*TASK DETAILS:* Pictures are not part of the copy; reproduce the remaining data exactly.

Source data
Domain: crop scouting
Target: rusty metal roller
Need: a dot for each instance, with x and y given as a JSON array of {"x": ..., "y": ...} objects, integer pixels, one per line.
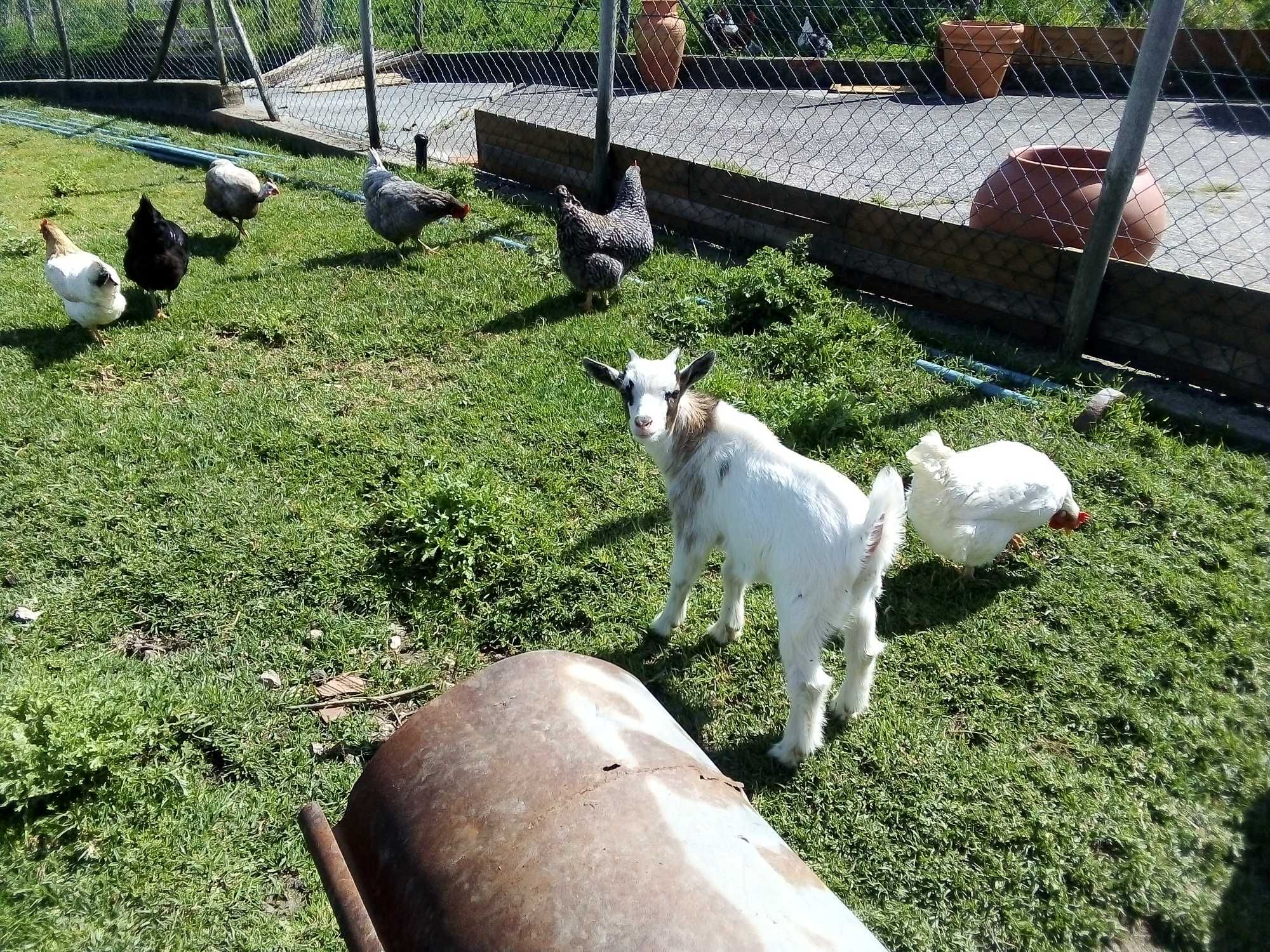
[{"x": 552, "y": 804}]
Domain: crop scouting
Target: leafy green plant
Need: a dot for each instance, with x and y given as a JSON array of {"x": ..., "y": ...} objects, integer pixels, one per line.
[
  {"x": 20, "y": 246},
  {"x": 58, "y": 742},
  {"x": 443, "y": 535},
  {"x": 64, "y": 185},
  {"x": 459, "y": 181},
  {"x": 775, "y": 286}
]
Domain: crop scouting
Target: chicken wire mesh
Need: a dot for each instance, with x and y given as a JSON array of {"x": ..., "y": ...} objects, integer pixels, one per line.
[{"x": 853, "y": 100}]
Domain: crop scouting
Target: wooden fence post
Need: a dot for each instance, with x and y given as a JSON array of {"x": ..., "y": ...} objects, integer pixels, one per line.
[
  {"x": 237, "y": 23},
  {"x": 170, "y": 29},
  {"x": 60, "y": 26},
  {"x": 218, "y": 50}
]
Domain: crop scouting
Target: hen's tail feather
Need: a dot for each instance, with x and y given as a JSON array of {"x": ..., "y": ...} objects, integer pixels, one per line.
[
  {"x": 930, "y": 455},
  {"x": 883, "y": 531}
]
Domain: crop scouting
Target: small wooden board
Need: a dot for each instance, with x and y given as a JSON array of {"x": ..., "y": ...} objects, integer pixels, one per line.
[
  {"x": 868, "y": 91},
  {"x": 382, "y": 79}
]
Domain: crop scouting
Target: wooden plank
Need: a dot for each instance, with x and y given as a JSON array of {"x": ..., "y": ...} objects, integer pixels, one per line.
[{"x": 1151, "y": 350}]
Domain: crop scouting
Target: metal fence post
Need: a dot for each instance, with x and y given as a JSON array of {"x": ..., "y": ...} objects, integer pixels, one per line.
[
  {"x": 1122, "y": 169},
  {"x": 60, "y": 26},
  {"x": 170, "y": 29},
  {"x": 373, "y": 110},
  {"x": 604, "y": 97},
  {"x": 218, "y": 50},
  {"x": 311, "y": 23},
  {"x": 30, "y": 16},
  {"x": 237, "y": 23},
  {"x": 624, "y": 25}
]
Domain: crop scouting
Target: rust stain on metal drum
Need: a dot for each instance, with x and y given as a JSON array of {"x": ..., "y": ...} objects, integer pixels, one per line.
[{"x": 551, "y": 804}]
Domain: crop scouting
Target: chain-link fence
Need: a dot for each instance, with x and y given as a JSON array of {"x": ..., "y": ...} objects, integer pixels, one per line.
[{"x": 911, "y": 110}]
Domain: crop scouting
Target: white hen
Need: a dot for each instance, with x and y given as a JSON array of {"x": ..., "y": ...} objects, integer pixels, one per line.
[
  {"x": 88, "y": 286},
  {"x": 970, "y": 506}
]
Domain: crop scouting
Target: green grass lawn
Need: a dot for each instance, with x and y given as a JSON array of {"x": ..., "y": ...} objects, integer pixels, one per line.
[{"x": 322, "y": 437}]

*OUTPUT OF THE TASK:*
Domain: crop scouting
Target: rusty metal roller
Need: a dot for each instance, with x and y given as a JSON array of {"x": ..., "y": ...} objects, integer pixels, one per line.
[{"x": 552, "y": 804}]
Domain: crop scouting
Target: leafy green plant
Need: a dot for each instance, with x and y given as a JSON array of {"x": ..., "y": ...} objects, integer pixels, one per line.
[
  {"x": 20, "y": 246},
  {"x": 58, "y": 742},
  {"x": 443, "y": 535},
  {"x": 64, "y": 185},
  {"x": 459, "y": 181},
  {"x": 775, "y": 286}
]
Domain: crop scouting
Target: chicken wire mesh
Need: a dot for each instance, with x and y given as a JSON array of {"x": ..., "y": ...} objects, integer pixels, one per line.
[{"x": 853, "y": 100}]
Domain: crop scouting
Target: wooden fence post
Need: a dot for each instance, with x and y given as a JSON array of {"x": ..., "y": ...} objects, integer pixels, one per line.
[
  {"x": 237, "y": 23},
  {"x": 170, "y": 29},
  {"x": 60, "y": 26},
  {"x": 218, "y": 50}
]
Domain: crop scouting
Target: hen's tail feather
Need: a dot for each instance, with x and y given as a JSON array of {"x": ..., "y": ...} objects, integer pixels, one per line.
[
  {"x": 930, "y": 455},
  {"x": 883, "y": 531}
]
Domain: crop scouting
Target: small wooden board
Need: a dot for each instance, with x and y given as a JSON array of {"x": ..., "y": ...} objects, integer pixels, one per line.
[
  {"x": 868, "y": 91},
  {"x": 382, "y": 79}
]
Domain: crop scouting
Target: wooden plank
Need: a dot for each instance, with x and y given as a JSON array of {"x": ..., "y": ...} objects, integer pixels, one per line.
[{"x": 1151, "y": 350}]
Domain: crop scouting
Target: metal fence post
Need: a dot for each instance, with x and y given as a JSON array of {"x": ..., "y": ...} objects, integer pixels, one per line.
[
  {"x": 1122, "y": 169},
  {"x": 60, "y": 26},
  {"x": 170, "y": 29},
  {"x": 373, "y": 110},
  {"x": 604, "y": 97},
  {"x": 218, "y": 50},
  {"x": 311, "y": 23},
  {"x": 30, "y": 16},
  {"x": 237, "y": 23},
  {"x": 624, "y": 25}
]
Domain: crop scouting
Target: rust stain on metal drum
Need: a dot for each instance, with x and y given as a JSON array of {"x": ..., "y": ...} objects, integer pixels, one per line.
[{"x": 551, "y": 804}]
Domain: crop scouting
Target: chain-link fence
Need: a dot for each instance, with x and y given as a JSON array of {"x": ..., "y": ...} objects, integer pixels, one per line.
[{"x": 911, "y": 110}]
Domain: crop scouting
Target: white hen
Need: a dot for each instance, with x and y given as a JSON array of {"x": ..., "y": ...} objects, integer pixels, one per line.
[
  {"x": 88, "y": 286},
  {"x": 970, "y": 506}
]
Domain: crop scouting
Target: green grass lawn
Need: a dot for each instance, with x and y given as a JSON array of {"x": ..., "y": ...} objects, integer pixels, one per line.
[{"x": 322, "y": 437}]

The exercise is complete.